YOUR OBJECTIVE
Quote precisely the final stretch of the listing: start at the line containing "locate excavator boom" and stop after the last line.

EXTRACTED INFORMATION

──────────────────────────────

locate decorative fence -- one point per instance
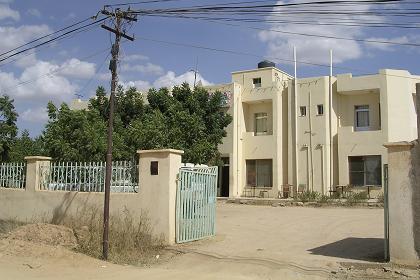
(13, 175)
(88, 177)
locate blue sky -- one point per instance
(78, 65)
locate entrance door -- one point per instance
(223, 183)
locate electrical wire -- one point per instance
(263, 57)
(46, 36)
(50, 40)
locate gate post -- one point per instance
(33, 176)
(158, 171)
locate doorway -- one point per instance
(223, 182)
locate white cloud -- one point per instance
(104, 76)
(314, 49)
(170, 79)
(27, 60)
(34, 12)
(6, 12)
(74, 68)
(35, 115)
(11, 37)
(44, 81)
(148, 68)
(139, 84)
(134, 57)
(388, 47)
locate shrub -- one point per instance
(308, 196)
(354, 198)
(7, 226)
(381, 198)
(323, 198)
(130, 239)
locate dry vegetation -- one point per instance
(130, 239)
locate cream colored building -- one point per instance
(335, 128)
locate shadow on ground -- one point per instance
(362, 249)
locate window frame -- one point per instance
(255, 163)
(256, 84)
(358, 109)
(365, 170)
(318, 107)
(263, 115)
(300, 111)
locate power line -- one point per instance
(46, 36)
(69, 36)
(50, 40)
(321, 36)
(260, 56)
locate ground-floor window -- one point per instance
(259, 173)
(365, 170)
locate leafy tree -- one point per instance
(74, 135)
(26, 146)
(191, 120)
(8, 128)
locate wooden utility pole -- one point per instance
(118, 16)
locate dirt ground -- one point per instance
(252, 242)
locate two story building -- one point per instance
(312, 133)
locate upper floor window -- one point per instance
(361, 117)
(256, 82)
(302, 111)
(261, 124)
(320, 109)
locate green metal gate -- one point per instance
(196, 203)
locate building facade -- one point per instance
(313, 133)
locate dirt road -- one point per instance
(252, 242)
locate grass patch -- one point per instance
(130, 238)
(7, 226)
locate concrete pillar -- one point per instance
(33, 176)
(158, 171)
(400, 193)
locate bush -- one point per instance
(307, 196)
(323, 198)
(381, 198)
(7, 226)
(130, 239)
(354, 198)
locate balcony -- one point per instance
(349, 85)
(360, 142)
(261, 94)
(261, 146)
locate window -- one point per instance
(256, 82)
(365, 170)
(320, 109)
(259, 173)
(302, 111)
(361, 117)
(261, 124)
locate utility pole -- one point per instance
(195, 71)
(118, 16)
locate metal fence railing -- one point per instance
(88, 176)
(13, 175)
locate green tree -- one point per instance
(74, 135)
(26, 146)
(8, 128)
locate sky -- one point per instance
(77, 65)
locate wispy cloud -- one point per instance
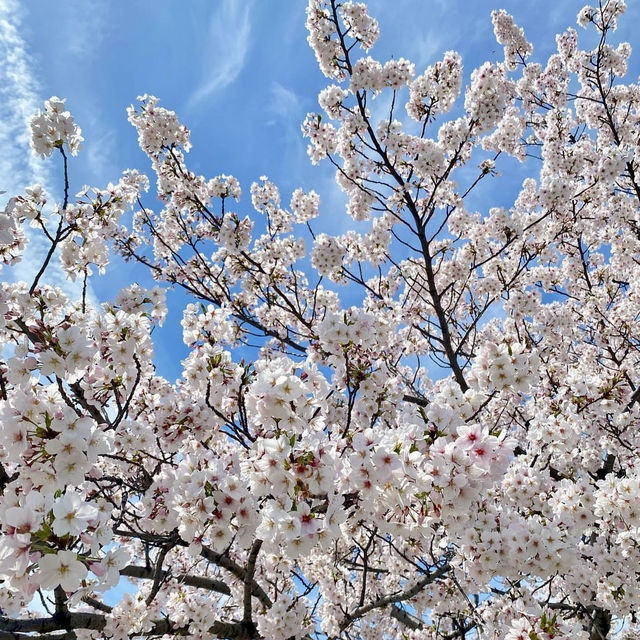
(20, 99)
(226, 49)
(86, 24)
(283, 104)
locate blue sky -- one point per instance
(240, 75)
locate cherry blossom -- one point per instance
(421, 423)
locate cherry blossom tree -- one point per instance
(455, 455)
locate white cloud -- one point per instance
(85, 25)
(226, 48)
(19, 100)
(284, 103)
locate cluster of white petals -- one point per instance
(426, 426)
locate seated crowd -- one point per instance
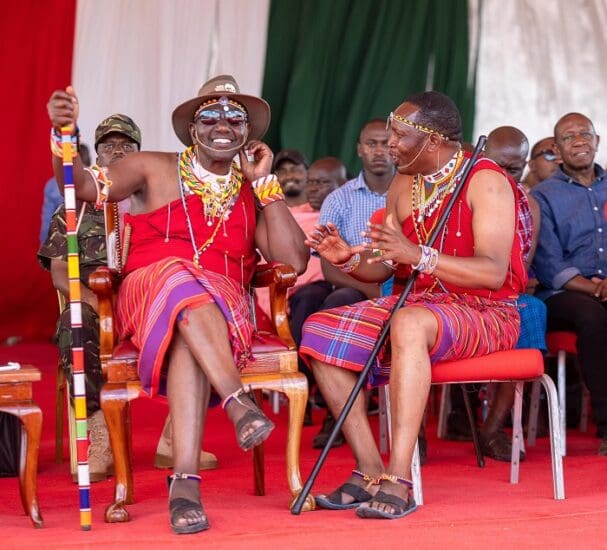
(516, 257)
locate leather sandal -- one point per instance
(334, 501)
(249, 418)
(400, 506)
(180, 506)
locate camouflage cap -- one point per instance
(118, 123)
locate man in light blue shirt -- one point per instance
(349, 208)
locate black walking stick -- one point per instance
(301, 498)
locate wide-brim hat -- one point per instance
(121, 124)
(223, 85)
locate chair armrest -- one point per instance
(104, 283)
(279, 278)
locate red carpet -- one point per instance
(465, 507)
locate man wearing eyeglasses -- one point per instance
(115, 137)
(198, 220)
(543, 162)
(571, 256)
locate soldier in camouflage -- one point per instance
(115, 137)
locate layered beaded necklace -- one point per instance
(429, 192)
(218, 195)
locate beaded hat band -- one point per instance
(394, 117)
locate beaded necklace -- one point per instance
(217, 193)
(211, 194)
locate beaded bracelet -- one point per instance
(267, 190)
(428, 261)
(102, 182)
(57, 145)
(350, 265)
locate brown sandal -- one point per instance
(246, 421)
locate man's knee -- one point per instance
(413, 323)
(343, 297)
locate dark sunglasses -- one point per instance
(548, 155)
(234, 117)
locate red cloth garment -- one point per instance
(457, 239)
(471, 322)
(162, 280)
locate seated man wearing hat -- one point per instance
(196, 222)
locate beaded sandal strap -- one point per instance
(392, 478)
(233, 396)
(366, 477)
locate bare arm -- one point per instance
(129, 178)
(279, 237)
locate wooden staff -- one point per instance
(73, 273)
(301, 498)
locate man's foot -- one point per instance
(393, 500)
(186, 513)
(252, 426)
(497, 446)
(358, 489)
(100, 458)
(458, 426)
(164, 451)
(321, 438)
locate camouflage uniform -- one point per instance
(92, 252)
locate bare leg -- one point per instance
(413, 333)
(205, 332)
(500, 407)
(336, 385)
(188, 392)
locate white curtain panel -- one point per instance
(144, 57)
(538, 60)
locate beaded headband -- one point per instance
(224, 102)
(394, 117)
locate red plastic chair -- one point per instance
(517, 366)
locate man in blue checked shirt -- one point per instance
(571, 257)
(349, 207)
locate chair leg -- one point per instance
(259, 484)
(555, 436)
(443, 413)
(60, 396)
(384, 444)
(584, 406)
(562, 392)
(517, 431)
(71, 423)
(534, 408)
(473, 427)
(115, 404)
(295, 387)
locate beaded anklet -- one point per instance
(235, 395)
(366, 477)
(392, 478)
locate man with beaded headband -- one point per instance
(462, 304)
(197, 220)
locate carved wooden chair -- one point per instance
(274, 369)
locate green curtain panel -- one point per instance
(332, 65)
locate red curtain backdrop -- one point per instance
(35, 58)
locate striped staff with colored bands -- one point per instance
(73, 272)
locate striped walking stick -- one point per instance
(73, 272)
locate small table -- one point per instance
(16, 399)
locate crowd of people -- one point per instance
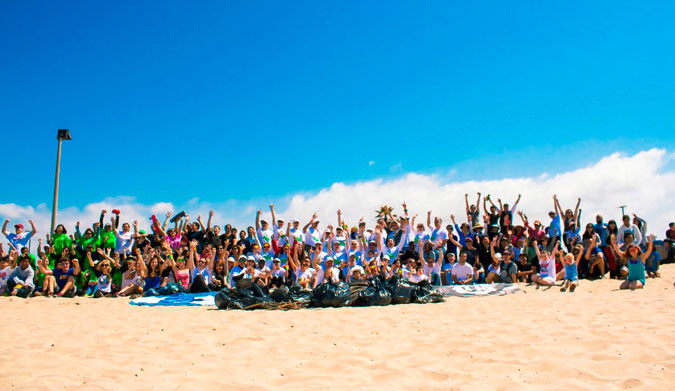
(499, 245)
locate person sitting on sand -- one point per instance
(636, 264)
(20, 281)
(59, 281)
(462, 272)
(571, 263)
(505, 271)
(547, 273)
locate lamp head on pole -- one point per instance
(64, 134)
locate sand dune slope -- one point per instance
(597, 338)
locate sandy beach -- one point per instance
(597, 338)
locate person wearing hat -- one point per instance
(502, 269)
(327, 272)
(312, 233)
(463, 231)
(263, 233)
(438, 236)
(279, 233)
(472, 212)
(340, 237)
(294, 233)
(239, 268)
(277, 274)
(19, 239)
(535, 233)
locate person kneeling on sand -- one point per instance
(547, 273)
(20, 282)
(505, 271)
(636, 264)
(59, 281)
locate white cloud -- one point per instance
(640, 181)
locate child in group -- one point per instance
(59, 281)
(571, 268)
(547, 272)
(636, 263)
(102, 286)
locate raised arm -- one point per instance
(166, 221)
(304, 229)
(33, 227)
(650, 248)
(257, 220)
(466, 203)
(576, 212)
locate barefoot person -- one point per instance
(636, 264)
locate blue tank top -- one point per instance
(636, 270)
(151, 282)
(571, 272)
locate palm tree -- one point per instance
(384, 212)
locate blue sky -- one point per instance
(169, 101)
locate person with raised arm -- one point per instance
(464, 231)
(19, 239)
(262, 229)
(472, 211)
(439, 236)
(636, 263)
(571, 269)
(59, 281)
(628, 227)
(503, 270)
(278, 231)
(506, 214)
(547, 273)
(312, 236)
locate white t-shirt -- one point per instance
(265, 236)
(462, 272)
(438, 235)
(435, 269)
(123, 243)
(320, 275)
(4, 276)
(280, 235)
(417, 278)
(308, 274)
(19, 241)
(312, 236)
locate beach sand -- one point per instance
(597, 338)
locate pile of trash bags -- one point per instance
(373, 292)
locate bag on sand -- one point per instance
(402, 292)
(375, 294)
(426, 293)
(330, 294)
(301, 295)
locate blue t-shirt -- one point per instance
(19, 241)
(62, 277)
(601, 230)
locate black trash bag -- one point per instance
(330, 294)
(375, 294)
(402, 292)
(240, 298)
(224, 299)
(355, 289)
(301, 295)
(280, 294)
(426, 293)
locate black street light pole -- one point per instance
(64, 134)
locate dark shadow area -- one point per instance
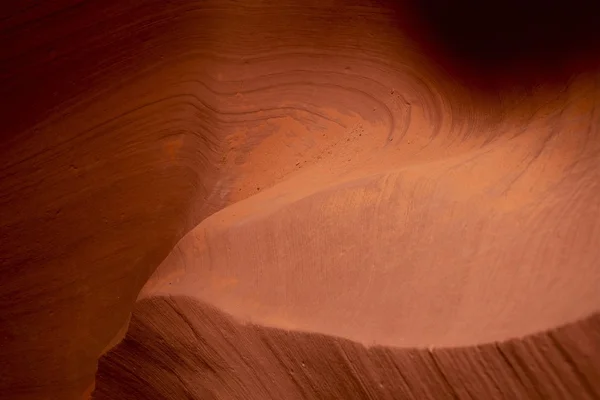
(489, 45)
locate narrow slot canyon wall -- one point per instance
(364, 199)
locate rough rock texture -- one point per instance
(308, 199)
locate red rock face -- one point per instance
(299, 200)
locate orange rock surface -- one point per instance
(364, 199)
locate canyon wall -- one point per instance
(299, 199)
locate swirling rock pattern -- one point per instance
(297, 199)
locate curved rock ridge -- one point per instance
(328, 166)
(180, 348)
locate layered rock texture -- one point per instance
(298, 199)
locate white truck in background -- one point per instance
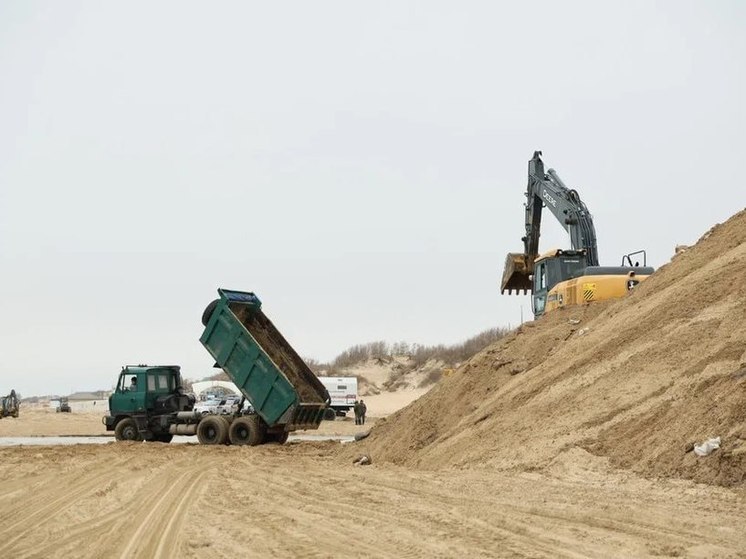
(343, 394)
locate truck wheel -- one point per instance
(211, 430)
(208, 312)
(126, 430)
(249, 430)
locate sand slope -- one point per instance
(635, 380)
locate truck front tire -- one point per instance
(126, 430)
(212, 430)
(248, 430)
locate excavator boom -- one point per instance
(548, 190)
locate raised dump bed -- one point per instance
(263, 365)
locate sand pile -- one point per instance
(635, 380)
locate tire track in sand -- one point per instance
(89, 530)
(157, 532)
(32, 512)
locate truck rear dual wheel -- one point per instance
(248, 430)
(126, 430)
(212, 430)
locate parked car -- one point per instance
(64, 406)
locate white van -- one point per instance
(342, 391)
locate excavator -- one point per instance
(561, 278)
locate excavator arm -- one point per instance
(548, 190)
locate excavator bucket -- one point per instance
(516, 275)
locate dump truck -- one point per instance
(560, 278)
(149, 402)
(9, 405)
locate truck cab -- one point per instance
(143, 398)
(139, 387)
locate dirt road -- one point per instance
(307, 500)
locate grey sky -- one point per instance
(359, 165)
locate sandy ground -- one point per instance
(41, 422)
(306, 500)
(571, 437)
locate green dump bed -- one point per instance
(261, 363)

──────────────────────────────

SOLUTION
locate excavator boom -- one point per instance
(548, 190)
locate raised dump bed -- one point per instance
(263, 365)
locate sand pile -- one point per instance
(635, 380)
locate tire track in sand -- one point per instance
(89, 530)
(157, 532)
(32, 512)
locate truck rear dual wheel -- one point per instance
(248, 430)
(126, 430)
(212, 430)
locate parked car -- one point per instance
(64, 406)
locate white van -- one point per instance
(342, 391)
locate excavator -- one point per instance
(561, 278)
locate excavator arm -- one point per instance
(548, 190)
locate excavator bucket -- one point per instance
(516, 275)
locate dump truck -- one point per instance
(560, 278)
(149, 402)
(9, 405)
locate truck cab -- one point per instance
(143, 398)
(139, 387)
locate dirt road -- one point per instance
(307, 500)
locate grey sky -- one point per instance
(359, 165)
locate sandy ground -- one point per instance
(41, 422)
(306, 500)
(571, 437)
locate green dump bed -- one point per instance
(261, 363)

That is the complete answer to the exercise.